### Prompt:
From the listing below, output only the lines starting at the line that has "Here's a bet: you won't be able to pinpoint the grass" and ending at the line that has "Here's a bet: you won't be able to pinpoint the pine", exactly as they appear, ends included.

### Listed entries:

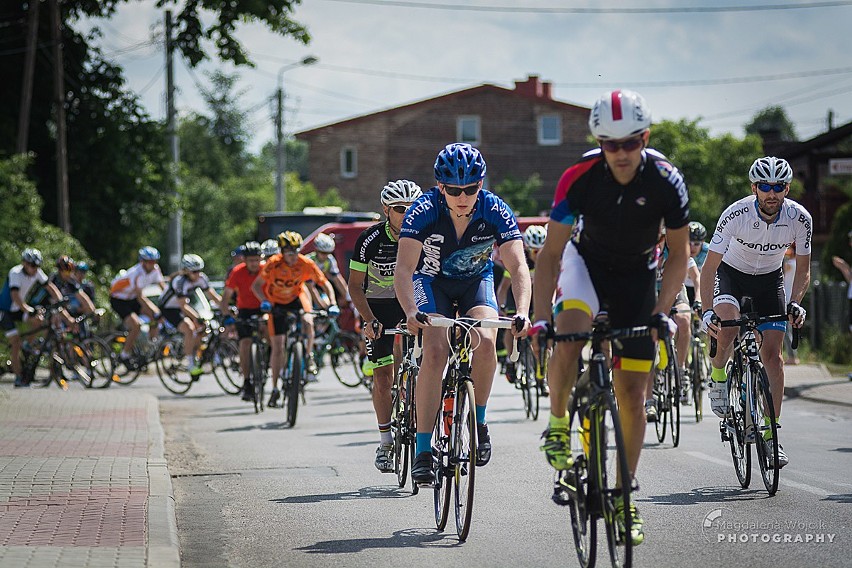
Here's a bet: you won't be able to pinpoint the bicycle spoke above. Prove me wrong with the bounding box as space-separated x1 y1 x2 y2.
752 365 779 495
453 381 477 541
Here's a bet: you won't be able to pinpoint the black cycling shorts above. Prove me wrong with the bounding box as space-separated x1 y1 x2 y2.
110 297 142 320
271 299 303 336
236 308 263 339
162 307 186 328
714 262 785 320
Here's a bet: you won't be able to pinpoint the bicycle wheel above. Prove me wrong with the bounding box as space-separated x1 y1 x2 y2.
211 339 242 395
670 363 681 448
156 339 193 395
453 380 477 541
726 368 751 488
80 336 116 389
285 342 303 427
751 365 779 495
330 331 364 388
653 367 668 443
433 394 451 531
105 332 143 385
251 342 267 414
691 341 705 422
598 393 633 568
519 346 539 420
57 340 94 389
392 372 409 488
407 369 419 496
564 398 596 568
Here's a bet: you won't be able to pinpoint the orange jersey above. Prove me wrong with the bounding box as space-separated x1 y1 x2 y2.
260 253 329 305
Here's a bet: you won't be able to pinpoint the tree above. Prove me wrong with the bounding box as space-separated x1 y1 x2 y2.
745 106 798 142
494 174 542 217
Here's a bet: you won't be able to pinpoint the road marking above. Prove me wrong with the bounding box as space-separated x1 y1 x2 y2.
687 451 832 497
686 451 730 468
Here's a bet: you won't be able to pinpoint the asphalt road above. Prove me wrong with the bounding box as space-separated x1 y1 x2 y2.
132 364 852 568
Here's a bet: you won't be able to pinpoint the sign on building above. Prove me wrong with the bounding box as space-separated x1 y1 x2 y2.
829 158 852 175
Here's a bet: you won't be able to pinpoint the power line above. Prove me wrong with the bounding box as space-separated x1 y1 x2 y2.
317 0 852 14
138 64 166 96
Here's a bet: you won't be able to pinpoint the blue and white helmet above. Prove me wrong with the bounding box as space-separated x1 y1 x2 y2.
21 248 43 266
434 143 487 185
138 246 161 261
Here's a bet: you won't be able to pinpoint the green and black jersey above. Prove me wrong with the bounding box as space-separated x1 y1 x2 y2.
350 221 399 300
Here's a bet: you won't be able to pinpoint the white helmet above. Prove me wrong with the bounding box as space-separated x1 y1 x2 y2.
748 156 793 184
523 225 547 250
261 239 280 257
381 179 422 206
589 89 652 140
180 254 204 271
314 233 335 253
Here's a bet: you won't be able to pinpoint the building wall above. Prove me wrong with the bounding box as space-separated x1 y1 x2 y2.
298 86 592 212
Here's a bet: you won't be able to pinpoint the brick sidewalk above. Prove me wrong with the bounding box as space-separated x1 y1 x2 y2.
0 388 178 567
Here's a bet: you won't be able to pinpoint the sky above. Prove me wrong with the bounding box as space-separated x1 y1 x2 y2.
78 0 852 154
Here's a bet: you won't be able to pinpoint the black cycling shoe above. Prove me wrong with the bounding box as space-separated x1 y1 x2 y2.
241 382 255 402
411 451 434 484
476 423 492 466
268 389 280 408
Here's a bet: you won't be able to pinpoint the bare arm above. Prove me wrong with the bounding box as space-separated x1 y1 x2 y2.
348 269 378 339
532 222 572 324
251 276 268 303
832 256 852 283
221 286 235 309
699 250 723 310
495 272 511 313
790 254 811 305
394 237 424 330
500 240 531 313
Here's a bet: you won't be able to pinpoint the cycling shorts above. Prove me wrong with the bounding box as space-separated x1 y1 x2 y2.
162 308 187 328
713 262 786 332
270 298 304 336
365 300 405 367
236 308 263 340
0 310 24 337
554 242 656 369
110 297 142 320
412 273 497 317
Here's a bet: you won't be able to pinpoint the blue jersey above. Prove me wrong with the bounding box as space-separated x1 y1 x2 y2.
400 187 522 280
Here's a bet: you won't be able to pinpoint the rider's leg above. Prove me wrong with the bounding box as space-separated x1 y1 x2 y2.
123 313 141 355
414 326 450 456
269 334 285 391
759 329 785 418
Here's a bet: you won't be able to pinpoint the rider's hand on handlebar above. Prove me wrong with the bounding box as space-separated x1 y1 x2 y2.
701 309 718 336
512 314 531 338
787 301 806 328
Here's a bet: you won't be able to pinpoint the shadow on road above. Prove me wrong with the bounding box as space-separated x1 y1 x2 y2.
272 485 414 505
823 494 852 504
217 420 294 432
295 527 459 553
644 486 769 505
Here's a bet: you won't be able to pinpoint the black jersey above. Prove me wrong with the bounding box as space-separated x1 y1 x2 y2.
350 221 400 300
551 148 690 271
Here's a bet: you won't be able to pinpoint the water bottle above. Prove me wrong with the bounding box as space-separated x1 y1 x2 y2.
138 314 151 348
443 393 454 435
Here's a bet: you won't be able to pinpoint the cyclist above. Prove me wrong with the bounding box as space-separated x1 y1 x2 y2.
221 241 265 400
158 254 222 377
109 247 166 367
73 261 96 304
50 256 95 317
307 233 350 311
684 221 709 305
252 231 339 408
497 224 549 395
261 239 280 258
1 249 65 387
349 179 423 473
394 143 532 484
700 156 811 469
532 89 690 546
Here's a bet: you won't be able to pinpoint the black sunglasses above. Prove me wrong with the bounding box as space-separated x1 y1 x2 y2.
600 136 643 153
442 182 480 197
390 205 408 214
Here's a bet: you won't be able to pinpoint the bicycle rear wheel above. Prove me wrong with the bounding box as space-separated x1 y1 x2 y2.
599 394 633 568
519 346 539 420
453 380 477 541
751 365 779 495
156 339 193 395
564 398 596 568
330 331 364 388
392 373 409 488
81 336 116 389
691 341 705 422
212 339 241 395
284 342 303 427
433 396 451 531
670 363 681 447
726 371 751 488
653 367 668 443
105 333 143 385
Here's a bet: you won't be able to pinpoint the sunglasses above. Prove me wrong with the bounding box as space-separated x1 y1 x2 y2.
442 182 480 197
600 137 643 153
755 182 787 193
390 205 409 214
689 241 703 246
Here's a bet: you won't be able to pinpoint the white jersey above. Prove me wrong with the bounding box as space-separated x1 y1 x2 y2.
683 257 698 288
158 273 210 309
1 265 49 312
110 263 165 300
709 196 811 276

==

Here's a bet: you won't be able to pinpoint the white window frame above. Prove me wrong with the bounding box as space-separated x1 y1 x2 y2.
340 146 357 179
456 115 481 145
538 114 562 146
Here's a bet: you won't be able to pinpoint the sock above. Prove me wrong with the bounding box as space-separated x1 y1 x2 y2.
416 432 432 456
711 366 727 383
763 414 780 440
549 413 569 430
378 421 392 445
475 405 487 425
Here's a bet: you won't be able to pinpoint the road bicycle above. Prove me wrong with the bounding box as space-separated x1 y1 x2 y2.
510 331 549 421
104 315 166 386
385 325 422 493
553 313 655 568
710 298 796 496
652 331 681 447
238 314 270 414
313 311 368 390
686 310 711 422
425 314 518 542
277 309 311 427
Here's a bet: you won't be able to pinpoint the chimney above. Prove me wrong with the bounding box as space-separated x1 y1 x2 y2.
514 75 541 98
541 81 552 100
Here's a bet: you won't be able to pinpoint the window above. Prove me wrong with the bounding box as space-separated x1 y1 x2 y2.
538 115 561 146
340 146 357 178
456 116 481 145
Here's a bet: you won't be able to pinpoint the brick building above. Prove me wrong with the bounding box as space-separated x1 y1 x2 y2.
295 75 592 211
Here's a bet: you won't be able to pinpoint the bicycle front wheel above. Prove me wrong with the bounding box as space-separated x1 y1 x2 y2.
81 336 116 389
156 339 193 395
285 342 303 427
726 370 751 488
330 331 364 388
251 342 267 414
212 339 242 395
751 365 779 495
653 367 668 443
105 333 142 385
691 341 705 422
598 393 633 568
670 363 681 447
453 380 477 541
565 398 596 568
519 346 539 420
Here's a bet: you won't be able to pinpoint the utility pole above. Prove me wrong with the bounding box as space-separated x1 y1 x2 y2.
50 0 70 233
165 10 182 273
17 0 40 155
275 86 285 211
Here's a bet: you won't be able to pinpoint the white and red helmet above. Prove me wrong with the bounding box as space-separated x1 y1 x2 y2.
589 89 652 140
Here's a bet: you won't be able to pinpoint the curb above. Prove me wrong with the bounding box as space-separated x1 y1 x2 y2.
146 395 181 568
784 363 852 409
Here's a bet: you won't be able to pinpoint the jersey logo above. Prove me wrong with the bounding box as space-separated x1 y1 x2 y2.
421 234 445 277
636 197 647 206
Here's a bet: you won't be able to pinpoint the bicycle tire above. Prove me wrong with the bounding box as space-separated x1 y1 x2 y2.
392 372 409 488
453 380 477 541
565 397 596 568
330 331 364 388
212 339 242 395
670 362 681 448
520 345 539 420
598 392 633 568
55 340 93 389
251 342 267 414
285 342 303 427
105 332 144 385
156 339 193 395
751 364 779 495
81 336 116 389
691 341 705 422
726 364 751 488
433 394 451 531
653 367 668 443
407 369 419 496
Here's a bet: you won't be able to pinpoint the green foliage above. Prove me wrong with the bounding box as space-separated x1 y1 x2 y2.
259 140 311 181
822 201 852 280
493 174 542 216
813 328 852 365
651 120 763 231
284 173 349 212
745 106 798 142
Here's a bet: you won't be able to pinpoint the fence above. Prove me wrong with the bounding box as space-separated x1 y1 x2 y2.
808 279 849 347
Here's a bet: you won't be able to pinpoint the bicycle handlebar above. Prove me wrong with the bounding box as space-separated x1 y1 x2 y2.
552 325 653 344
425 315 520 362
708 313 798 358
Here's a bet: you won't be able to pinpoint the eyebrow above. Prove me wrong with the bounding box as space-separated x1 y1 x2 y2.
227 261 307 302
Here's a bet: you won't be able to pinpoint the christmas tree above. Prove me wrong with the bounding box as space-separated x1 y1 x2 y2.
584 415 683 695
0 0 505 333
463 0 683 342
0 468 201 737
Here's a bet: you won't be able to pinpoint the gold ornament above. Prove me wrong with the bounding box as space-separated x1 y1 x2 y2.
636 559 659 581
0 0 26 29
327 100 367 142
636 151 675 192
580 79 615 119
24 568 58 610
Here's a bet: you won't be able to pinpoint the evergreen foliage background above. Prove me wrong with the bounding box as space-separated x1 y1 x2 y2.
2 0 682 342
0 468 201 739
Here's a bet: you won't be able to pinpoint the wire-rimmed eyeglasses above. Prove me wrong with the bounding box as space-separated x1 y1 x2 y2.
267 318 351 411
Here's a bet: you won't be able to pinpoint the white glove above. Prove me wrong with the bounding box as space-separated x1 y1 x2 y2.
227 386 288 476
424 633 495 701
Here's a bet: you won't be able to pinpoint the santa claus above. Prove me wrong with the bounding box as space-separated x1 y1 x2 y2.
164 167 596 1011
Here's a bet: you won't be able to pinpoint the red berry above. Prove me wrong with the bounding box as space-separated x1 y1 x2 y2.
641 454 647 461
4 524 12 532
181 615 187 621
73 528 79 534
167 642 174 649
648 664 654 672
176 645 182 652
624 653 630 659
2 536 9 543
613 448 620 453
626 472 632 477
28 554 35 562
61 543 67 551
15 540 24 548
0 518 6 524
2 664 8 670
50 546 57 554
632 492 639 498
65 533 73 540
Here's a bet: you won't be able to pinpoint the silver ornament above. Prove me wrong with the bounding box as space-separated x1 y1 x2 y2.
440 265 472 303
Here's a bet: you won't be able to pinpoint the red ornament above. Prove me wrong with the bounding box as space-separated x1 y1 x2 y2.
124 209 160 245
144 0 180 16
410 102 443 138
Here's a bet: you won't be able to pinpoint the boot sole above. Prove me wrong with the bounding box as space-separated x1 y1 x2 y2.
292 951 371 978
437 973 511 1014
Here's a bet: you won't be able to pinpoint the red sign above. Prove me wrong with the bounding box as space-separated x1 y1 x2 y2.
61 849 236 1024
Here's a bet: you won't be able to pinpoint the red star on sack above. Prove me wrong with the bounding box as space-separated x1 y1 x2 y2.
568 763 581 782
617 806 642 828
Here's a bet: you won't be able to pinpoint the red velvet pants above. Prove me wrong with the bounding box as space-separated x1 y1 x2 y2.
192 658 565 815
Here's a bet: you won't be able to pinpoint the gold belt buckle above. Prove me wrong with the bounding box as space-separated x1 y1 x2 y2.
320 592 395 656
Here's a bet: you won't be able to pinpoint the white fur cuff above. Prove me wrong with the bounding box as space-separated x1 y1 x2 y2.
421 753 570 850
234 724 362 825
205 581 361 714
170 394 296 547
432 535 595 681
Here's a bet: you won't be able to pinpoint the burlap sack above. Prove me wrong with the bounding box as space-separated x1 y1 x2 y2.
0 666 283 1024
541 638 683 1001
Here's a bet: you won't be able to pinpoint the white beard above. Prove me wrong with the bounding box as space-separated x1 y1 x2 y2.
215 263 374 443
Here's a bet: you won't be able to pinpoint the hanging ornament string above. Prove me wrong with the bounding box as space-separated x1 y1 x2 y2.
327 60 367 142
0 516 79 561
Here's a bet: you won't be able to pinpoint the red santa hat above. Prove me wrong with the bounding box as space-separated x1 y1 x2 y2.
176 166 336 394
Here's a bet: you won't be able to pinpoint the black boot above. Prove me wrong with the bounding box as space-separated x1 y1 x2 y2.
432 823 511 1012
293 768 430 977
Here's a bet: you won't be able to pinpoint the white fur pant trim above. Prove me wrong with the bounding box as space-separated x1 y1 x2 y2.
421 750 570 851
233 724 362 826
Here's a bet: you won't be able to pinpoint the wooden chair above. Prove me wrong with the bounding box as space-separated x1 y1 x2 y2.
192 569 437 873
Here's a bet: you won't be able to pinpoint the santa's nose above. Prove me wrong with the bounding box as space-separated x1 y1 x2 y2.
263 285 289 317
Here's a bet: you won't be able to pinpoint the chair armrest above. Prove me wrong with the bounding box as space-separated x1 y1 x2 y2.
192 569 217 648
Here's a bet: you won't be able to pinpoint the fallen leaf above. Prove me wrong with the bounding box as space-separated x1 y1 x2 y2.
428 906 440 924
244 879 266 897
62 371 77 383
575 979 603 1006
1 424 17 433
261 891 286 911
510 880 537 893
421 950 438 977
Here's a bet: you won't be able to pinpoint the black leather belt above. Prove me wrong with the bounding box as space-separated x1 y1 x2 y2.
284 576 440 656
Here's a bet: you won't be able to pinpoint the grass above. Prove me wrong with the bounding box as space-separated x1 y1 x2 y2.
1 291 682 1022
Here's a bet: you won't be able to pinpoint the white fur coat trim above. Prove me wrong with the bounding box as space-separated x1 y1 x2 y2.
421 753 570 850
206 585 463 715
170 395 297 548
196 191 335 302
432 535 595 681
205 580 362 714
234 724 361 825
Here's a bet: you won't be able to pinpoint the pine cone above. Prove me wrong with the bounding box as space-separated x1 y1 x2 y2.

### Answer to the problem:
Here's a bet: you won't be able to pinpoint the grass above. Prove me wrong with the bounding box as space-separated x1 y1 x2 y2.
1 291 682 1022
Here's a bet: you won't be able to pinpoint the white fur coat trim above. Prove me wrong with the bounding box as space-separated x1 y1 x2 y2.
421 753 570 850
206 585 463 715
170 395 297 548
196 191 335 302
432 535 595 681
205 580 362 714
234 724 361 825
Here's a bet: you won't be able to pinpoint the pine cone above. Prove me wrong with the bounding box as space-separated x1 y1 x2 y2.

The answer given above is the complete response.